▸ QUOTED TEXT
*-*-*

It was roughly 8:30 am when I woke up in the train. My sleep had been fitful, mostly because of the loudmouthed passenger below and I would have ideally liked to sleep more, but the attendant with the pre-ordered breakfast was prodding me. Grumbling and mumbling (as I do every morning till I wash my face), I accepted it and did the morning’s business.
After breakfast, I needed a break from the stuffy compartment so I went to the train door, opened it and looked outside. Luckily, the weather was brilliant and breezy, and I had one of my most refreshing experiences in a while.
I wonder if you have noticed it, but there’s always a reassuring similarity in the moving scenery outside a train wherever it may be in the Indian plains. There is always farm land; it seemed to be paddy fields rushing past me this time. Clearly the area had been blessed with good rain, because the artificially scooped little canals for catching and transporting rainwater were full in complete muddy brown glory. Now and then a little village would whiz by and the children who were playing with their deflated tires and crude dolls would look up and stare; this being a universal instinct all kids share, no matter how many trains pass them in a day. There were several fruit orchards among the fields, something which has always unnerved me. There’s just something weird about full grown trees arranged in neat, little rows and columns, it deviates too much from nature’s chaos for my liking.

*-*-*

▸ EXCERPTED RECORDS
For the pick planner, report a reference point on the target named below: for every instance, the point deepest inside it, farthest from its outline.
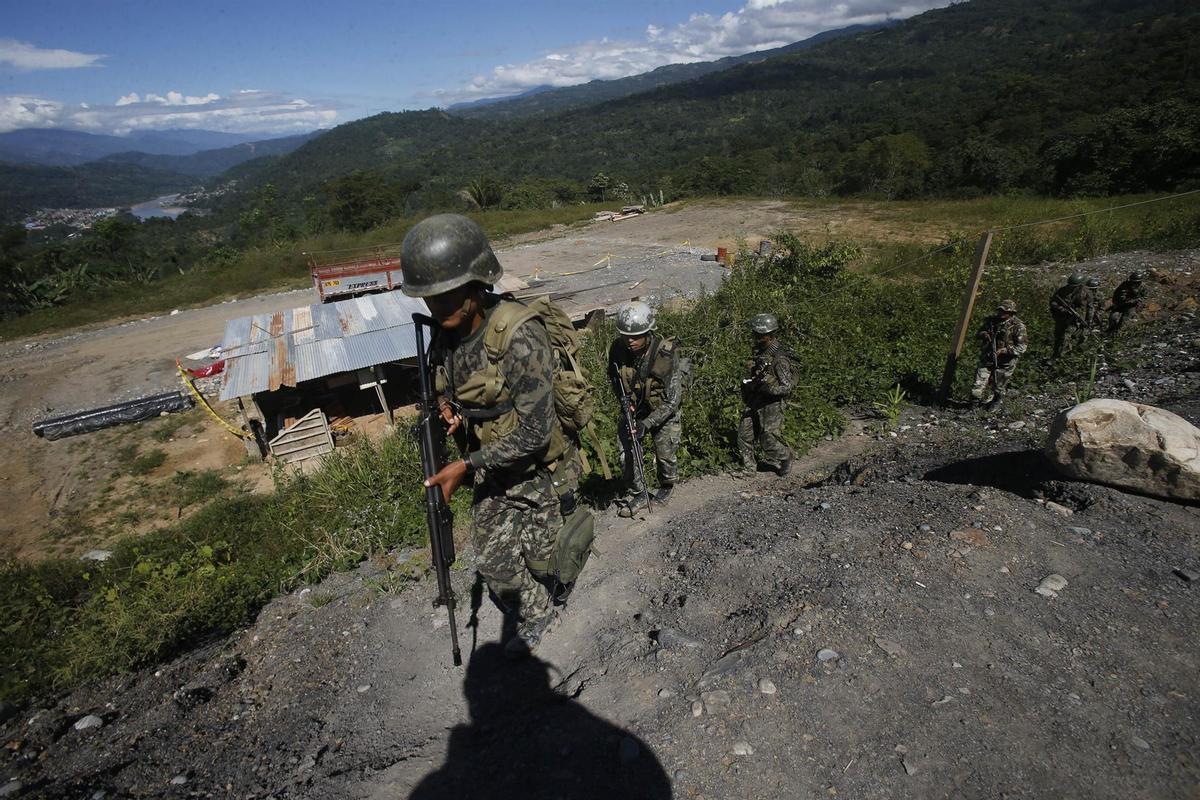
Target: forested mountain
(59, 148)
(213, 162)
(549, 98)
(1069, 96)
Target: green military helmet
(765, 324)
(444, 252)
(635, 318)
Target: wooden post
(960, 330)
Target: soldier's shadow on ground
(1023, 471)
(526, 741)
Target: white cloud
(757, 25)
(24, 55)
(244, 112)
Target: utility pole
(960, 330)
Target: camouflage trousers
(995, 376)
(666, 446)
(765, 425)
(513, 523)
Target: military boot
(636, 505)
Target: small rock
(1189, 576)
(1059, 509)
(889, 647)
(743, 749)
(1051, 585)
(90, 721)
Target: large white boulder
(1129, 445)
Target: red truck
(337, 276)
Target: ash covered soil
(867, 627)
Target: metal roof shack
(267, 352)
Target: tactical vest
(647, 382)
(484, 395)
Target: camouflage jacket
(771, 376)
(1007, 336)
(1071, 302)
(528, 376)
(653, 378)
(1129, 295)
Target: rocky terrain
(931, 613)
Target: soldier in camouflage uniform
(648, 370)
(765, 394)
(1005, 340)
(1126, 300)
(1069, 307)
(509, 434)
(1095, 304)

*-*-*

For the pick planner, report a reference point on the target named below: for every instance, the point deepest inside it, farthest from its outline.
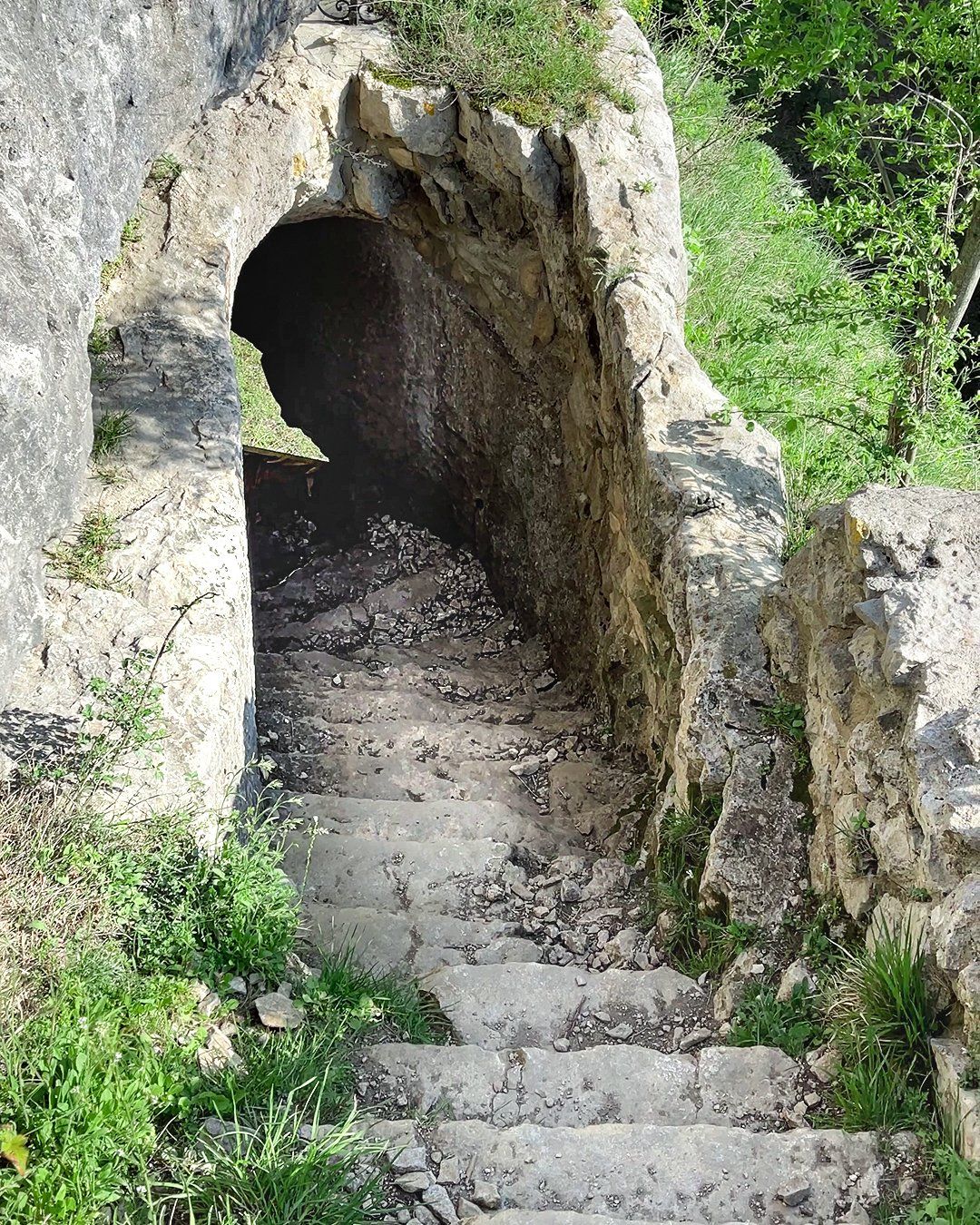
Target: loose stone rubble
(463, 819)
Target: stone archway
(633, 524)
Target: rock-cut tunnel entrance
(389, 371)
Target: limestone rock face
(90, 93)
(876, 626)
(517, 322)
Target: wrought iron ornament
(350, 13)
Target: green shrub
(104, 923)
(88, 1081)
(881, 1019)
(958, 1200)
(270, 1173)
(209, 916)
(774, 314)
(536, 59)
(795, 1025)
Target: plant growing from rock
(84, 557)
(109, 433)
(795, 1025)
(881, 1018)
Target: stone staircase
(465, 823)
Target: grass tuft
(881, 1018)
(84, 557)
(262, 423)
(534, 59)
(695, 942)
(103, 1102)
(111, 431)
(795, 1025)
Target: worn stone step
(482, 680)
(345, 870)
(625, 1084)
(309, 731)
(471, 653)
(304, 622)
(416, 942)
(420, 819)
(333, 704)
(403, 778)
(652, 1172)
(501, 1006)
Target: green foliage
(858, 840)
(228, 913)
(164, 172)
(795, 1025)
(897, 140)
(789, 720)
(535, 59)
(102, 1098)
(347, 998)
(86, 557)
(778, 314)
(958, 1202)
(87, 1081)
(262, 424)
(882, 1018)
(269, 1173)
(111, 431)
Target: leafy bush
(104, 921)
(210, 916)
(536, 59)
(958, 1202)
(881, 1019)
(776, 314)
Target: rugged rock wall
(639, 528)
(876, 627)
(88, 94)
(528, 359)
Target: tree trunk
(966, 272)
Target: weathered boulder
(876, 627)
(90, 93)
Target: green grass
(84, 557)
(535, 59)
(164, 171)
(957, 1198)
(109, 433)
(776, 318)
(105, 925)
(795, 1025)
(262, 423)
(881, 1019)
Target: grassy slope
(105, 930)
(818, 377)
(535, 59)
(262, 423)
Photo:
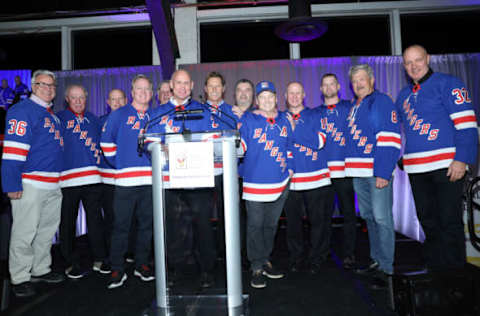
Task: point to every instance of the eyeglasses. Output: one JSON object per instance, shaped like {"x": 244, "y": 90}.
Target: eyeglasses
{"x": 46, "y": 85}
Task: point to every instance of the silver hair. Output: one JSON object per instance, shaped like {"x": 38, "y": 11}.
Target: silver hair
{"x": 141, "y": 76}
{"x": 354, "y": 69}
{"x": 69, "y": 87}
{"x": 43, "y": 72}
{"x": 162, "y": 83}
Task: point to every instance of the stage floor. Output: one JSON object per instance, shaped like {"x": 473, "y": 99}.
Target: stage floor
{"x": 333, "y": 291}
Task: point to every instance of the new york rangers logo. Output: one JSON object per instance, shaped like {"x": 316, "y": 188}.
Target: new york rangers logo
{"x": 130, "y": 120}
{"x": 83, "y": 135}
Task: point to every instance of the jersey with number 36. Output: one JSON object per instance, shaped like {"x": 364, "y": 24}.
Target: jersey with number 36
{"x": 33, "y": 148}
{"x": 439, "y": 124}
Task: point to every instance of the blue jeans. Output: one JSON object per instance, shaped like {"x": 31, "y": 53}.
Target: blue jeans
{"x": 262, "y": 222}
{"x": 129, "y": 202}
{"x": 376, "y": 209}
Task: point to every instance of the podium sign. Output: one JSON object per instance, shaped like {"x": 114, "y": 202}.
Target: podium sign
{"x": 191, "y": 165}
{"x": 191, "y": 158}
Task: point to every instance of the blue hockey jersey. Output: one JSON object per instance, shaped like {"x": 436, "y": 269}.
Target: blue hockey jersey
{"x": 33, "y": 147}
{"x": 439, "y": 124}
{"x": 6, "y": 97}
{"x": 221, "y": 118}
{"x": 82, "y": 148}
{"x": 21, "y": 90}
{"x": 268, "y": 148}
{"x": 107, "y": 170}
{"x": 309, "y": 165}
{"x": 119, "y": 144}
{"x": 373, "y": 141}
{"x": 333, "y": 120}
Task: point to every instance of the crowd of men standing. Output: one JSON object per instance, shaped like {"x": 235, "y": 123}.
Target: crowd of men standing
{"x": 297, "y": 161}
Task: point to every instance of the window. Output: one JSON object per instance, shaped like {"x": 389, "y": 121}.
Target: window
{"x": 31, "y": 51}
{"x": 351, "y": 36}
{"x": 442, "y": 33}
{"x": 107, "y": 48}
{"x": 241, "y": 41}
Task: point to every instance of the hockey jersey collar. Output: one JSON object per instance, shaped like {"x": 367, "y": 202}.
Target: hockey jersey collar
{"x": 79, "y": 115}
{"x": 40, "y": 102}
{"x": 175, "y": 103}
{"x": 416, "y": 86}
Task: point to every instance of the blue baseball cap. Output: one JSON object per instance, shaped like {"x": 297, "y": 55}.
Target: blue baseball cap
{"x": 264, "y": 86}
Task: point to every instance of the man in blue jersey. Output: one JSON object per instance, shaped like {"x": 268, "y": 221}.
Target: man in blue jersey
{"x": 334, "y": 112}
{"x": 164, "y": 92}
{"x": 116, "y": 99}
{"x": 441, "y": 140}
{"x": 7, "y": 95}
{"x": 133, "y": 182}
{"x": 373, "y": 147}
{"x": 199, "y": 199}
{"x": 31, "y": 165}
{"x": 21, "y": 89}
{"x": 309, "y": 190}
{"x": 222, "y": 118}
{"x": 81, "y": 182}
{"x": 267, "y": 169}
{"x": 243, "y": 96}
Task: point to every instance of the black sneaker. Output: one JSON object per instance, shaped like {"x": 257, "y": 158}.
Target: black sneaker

*-*-*

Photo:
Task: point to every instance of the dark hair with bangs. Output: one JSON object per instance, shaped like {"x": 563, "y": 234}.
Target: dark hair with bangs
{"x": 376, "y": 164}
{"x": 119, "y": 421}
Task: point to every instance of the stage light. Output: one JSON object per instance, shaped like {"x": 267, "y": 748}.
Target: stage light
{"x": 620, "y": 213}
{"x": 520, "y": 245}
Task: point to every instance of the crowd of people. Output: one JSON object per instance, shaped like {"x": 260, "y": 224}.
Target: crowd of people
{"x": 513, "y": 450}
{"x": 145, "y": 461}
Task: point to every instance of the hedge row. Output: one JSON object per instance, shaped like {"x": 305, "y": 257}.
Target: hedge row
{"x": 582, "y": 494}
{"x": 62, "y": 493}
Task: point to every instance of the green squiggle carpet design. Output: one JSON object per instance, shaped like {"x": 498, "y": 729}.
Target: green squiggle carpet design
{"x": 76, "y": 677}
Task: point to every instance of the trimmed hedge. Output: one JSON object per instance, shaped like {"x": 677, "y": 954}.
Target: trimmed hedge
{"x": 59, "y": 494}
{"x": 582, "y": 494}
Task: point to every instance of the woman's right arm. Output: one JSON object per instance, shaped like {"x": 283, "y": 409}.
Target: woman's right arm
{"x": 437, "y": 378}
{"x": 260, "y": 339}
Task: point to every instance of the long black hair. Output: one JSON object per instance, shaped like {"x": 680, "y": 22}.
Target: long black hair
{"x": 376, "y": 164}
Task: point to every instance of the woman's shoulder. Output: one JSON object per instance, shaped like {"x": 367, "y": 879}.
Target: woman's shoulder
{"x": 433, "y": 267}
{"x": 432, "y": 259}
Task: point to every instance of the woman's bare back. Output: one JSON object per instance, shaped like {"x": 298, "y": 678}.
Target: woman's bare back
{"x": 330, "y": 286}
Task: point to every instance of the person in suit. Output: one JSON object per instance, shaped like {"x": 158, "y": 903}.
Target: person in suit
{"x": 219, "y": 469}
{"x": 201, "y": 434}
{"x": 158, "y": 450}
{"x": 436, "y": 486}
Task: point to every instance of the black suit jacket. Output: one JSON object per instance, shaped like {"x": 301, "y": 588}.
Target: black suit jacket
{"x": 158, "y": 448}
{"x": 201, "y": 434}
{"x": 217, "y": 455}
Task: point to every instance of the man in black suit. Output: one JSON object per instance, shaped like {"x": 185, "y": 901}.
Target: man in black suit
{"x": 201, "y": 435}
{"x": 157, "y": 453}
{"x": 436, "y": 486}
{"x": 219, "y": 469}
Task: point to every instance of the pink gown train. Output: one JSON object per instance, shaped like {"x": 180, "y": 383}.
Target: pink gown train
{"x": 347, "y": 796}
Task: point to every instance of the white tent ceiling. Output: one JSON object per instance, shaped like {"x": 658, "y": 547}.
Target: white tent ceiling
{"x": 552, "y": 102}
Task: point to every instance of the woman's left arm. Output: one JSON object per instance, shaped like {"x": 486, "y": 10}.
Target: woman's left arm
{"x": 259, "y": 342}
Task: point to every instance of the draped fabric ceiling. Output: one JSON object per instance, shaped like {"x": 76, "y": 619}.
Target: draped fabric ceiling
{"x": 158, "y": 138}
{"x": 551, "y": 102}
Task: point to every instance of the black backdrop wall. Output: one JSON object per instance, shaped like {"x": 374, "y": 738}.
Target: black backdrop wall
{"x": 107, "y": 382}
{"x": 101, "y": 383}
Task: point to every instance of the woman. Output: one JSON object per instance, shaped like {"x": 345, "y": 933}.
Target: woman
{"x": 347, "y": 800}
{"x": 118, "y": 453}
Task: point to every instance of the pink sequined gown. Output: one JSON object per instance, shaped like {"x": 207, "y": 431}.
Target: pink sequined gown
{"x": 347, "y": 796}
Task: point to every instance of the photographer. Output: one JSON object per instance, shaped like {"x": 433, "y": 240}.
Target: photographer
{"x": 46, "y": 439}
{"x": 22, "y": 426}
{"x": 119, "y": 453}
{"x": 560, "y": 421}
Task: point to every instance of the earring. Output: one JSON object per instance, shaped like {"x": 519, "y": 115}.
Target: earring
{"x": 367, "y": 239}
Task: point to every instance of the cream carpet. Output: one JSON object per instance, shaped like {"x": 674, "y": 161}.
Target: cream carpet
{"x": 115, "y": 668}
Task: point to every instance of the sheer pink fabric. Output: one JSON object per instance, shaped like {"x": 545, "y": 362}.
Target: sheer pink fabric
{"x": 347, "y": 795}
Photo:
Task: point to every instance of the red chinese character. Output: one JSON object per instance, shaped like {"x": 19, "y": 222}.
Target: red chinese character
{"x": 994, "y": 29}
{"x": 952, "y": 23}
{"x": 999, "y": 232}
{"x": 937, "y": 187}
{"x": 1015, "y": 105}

*-*-*

▸ EXERCISES TO COMPLETE
**A)** Quote from the train journey account, starting at "It was roughly" up to and including "the morning’s business.".
**B)** Answer these questions using the train journey account:
(i) At roughly what time did the writer wake up in the train?
(ii) What kind of fields seemed to be rushing past this time?
(iii) What were the village children playing with?

▸ SOLUTIONS TO THE EXERCISE
**A)**
It was roughly 8:30 am when I woke up in the train. My sleep had been fitful, mostly because of the loudmouthed passenger below and I would have ideally liked to sleep more, but the attendant with the pre-ordered breakfast was prodding me. Grumbling and mumbling (as I do every morning till I wash my face), I accepted it and did the morning’s business.

**B)**
(i) Roughly 8:30 am.
(ii) Paddy fields.
(iii) Deflated tires and crude dolls.